**Page excerpt:**
A PyPI-like interface to browse and search packages in any PEP-503 compliant simple repository

pelson · November 6, 2023, 10:59am

I’m sure most would agree that the PyPI.org web interface is an invaluable entry-point to the Python Package Index, offering essential search and browsing capabilities. It is so useful that I often found myself wishing that I could have the same search and browse functionality for the Python package repository at my place of work. Unfortunately, it isn’t intended that warehouse, the software powering PyPI, be used for running a general package repository, as its primary purpose is to serve the robust operational needs of PyPI.org itself.

However, it turns out that the evolutionary improvements to the simple repository interface, originally standardised in PEP-503, and refined in PEP-658/714 (accessing metadata separate from package), PEP-691 (JSON interface), and PEP-700 (additional metadata), offer interesting functionality beyond their original goal of improving package installation (e.g. with pip).

With all of the aforementioned PEPs backing a repository, accessing metadata of projects becomes cheap, and there is (almost) as much information in the resulting simple endpoints as there is on PyPI.org. Add a crawler of interesting projects into the mix, and one could implement the search and browse functionality of PyPI.org with nothing more than a simple-repository interface as a data source, and without access to the underlying PyPI database.

Introducing `simple-repository-browser`

In fact, at CERN we prototyped such an interface, and our implementation has now been running solidly for nearly 2 years, giving us powerful search and discoverability of our internal repository, and offering a single entry-point for our Python community. In July we released the source under the MIT license, presented this at EuroPython, and we recently published a paper and poster in the International Conference on Accelerator and Large Experimental Physics Control Systems (ICALEPCS) on the topic.

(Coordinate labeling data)

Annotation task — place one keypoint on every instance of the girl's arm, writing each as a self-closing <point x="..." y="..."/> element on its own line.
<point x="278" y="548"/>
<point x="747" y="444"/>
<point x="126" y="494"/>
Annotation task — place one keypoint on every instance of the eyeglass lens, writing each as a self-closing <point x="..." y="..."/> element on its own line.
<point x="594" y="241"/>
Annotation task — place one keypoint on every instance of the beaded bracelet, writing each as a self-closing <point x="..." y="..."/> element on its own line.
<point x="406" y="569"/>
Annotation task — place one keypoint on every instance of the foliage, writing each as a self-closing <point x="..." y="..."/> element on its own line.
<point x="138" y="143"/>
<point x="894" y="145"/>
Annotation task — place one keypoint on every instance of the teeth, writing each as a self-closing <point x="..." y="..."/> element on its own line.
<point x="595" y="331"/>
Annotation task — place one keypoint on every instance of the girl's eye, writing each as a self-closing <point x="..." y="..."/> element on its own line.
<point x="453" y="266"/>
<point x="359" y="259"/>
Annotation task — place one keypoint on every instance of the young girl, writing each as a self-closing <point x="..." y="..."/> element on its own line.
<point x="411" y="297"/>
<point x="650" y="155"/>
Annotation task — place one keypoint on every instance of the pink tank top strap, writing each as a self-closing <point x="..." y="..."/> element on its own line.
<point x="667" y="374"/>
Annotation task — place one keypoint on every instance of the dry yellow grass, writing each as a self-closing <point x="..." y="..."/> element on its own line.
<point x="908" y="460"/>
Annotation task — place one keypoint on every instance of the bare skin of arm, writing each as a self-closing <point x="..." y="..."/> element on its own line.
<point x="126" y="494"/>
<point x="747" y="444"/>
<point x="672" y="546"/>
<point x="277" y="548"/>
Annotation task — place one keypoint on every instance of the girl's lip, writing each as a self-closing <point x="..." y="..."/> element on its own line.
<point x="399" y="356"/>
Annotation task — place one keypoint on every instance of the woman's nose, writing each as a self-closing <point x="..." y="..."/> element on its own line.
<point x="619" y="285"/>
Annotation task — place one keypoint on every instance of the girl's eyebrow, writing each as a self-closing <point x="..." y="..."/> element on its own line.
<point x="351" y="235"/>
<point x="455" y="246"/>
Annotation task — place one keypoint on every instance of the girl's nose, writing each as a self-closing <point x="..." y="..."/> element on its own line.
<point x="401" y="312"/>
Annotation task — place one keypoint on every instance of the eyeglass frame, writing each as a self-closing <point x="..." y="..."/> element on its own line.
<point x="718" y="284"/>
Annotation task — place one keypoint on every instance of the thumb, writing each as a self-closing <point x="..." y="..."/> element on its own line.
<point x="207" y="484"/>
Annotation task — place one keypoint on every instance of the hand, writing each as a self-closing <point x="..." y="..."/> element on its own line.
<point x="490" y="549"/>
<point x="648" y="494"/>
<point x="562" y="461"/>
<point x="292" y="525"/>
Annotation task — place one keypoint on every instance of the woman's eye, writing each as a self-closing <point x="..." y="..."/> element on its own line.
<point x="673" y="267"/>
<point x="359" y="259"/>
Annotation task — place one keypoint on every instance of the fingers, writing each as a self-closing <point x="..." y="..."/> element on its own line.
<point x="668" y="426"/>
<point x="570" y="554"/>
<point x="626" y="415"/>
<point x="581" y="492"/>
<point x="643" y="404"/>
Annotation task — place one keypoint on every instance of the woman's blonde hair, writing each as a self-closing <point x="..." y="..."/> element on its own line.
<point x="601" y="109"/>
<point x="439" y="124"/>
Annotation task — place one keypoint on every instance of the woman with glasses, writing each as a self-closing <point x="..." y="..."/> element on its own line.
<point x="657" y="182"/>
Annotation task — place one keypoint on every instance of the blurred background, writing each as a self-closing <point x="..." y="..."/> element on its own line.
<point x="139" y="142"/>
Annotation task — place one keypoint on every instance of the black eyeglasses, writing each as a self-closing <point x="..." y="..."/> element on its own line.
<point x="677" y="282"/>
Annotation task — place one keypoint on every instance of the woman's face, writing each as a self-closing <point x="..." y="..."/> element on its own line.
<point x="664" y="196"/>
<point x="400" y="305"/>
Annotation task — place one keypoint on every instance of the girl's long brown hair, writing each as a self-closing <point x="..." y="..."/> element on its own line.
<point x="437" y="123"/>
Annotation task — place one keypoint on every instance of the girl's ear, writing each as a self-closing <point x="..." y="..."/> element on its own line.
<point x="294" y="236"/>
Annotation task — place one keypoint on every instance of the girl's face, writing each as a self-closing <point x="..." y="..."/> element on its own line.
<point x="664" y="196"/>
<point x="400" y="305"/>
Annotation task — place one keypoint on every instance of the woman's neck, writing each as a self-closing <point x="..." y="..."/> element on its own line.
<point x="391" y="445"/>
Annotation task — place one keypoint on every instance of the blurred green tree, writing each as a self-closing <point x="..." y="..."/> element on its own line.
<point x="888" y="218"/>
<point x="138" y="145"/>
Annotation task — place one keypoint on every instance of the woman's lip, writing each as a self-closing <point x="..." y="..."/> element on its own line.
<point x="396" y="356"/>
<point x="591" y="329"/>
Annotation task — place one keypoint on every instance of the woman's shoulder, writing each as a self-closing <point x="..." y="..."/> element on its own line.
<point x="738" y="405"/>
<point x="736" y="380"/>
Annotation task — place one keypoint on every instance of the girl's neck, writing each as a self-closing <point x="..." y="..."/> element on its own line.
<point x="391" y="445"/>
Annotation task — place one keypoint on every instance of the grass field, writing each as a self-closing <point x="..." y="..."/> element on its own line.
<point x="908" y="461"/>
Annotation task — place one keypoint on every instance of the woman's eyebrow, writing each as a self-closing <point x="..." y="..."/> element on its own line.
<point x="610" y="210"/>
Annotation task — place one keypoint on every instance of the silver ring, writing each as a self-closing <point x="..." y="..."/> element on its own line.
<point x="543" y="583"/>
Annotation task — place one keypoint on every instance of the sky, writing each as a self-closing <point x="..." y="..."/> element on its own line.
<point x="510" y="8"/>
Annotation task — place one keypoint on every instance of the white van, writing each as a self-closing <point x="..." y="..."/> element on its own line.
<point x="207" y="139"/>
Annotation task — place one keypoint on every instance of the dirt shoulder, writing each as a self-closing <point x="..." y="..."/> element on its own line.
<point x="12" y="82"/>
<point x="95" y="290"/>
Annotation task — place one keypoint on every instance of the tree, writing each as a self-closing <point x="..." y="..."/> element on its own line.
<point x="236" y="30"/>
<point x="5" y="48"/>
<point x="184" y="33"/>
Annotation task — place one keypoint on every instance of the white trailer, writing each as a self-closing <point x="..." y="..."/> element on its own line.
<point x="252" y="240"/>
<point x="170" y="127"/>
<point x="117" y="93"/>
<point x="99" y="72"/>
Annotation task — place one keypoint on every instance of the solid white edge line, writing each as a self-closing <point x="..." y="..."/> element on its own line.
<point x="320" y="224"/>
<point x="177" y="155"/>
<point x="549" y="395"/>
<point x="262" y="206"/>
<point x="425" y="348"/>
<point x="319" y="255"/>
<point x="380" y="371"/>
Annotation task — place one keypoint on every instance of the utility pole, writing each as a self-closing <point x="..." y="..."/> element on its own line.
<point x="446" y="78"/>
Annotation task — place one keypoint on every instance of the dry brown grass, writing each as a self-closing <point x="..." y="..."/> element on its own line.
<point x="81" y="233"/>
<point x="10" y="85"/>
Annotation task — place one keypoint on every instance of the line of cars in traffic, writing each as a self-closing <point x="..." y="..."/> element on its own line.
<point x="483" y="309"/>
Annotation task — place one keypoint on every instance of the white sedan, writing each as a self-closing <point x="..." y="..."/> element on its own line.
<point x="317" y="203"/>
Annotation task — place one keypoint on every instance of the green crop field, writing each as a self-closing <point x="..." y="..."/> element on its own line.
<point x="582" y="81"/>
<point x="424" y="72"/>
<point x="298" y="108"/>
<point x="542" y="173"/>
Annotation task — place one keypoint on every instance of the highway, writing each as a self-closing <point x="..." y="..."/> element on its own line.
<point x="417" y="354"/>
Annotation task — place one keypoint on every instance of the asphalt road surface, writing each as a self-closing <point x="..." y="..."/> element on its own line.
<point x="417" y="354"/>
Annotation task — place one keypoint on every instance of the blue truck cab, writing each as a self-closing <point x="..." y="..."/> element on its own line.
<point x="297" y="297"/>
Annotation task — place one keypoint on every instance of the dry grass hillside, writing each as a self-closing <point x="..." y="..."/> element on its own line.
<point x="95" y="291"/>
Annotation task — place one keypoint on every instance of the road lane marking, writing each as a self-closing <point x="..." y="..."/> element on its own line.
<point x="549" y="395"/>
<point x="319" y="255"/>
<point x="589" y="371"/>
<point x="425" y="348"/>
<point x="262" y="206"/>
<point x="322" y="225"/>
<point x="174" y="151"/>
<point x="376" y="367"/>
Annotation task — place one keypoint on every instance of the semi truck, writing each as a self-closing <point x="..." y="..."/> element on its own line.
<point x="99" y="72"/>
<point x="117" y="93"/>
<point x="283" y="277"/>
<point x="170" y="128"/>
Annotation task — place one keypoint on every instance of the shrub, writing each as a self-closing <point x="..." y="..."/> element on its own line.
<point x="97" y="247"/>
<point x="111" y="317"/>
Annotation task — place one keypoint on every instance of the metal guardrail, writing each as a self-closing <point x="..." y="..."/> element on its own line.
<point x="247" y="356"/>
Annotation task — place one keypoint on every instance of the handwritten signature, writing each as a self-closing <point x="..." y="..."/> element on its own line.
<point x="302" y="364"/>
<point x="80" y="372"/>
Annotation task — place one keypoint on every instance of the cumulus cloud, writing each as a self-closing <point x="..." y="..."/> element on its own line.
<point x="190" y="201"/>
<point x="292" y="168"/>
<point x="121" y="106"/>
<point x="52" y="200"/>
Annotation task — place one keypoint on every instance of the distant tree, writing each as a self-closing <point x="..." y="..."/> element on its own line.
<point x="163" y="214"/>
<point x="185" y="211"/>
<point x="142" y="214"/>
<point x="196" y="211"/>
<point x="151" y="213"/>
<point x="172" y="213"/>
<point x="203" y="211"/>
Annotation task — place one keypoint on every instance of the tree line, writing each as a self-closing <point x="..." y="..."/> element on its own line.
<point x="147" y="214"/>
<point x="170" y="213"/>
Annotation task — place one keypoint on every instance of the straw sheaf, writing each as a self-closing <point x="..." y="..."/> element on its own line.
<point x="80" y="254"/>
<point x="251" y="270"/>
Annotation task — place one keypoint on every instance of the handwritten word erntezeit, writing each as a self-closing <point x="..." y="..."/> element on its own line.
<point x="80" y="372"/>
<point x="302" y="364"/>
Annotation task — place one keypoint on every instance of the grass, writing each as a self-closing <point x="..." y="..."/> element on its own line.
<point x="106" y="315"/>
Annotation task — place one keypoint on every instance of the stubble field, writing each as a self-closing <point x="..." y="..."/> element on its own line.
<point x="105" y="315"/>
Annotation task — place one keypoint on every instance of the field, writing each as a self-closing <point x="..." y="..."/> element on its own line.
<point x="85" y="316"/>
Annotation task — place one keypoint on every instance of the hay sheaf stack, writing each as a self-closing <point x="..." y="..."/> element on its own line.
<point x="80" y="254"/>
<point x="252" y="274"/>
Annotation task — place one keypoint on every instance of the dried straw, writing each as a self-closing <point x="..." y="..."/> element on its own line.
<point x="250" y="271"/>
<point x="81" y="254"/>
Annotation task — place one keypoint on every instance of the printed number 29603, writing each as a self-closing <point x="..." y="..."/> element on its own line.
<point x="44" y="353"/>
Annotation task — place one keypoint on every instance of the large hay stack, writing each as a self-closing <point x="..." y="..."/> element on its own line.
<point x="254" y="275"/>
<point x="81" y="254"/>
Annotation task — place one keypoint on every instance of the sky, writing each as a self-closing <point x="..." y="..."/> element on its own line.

**Written instruction 1:** Duplicate the part of the forum post starting at "I’m sure most" and ending at "of PyPI.org itself.".
**Written instruction 2:** Render this sentence from the forum post in Spanish: "Unfortunately, it isn’t intended that warehouse, the software powering PyPI, be used for running a general package repository, as its primary purpose is to serve the robust operational needs of PyPI.org itself."
This material has no role in what is asked here.

**Task response 1:**
I’m sure most would agree that the PyPI.org web interface is an invaluable entry-point to the Python Package Index, offering essential search and browsing capabilities. It is so useful that I often found myself wishing that I could have the same search and browse functionality for the Python package repository at my place of work. Unfortunately, it isn’t intended that warehouse, the software powering PyPI, be used for running a general package repository, as its primary purpose is to serve the robust operational needs of PyPI.org itself.

**Task response 2:** Lamentablemente, no está previsto que warehouse, el software que impulsa PyPI, se utilice para gestionar un repositorio de paquetes general, ya que su propósito principal es atender las robustas necesidades operativas del propio PyPI.org.